EXERCISE INPUTS >>

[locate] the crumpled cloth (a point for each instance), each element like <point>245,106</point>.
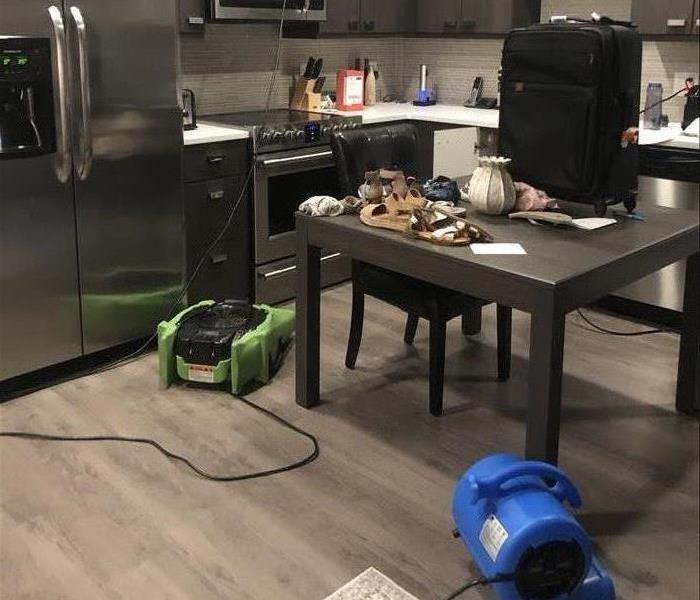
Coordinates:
<point>327,206</point>
<point>528,198</point>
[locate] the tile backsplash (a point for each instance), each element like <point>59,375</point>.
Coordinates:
<point>230,66</point>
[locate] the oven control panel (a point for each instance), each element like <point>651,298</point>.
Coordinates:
<point>312,133</point>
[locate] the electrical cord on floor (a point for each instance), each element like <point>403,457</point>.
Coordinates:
<point>136,354</point>
<point>312,456</point>
<point>620,333</point>
<point>315,452</point>
<point>481,581</point>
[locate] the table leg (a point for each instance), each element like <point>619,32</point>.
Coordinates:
<point>547,326</point>
<point>687,384</point>
<point>308,319</point>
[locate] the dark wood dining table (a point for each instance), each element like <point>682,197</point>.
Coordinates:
<point>564,269</point>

EXERCISE DESCRIPTION >> List every line from the entries above in which "table" appears.

ANSWER TO THIS PROBLEM >>
[locate] the table leg (a point for each instance), each element like <point>619,32</point>.
[locate] the dark wood dining table (a point for each instance), each element like <point>682,197</point>.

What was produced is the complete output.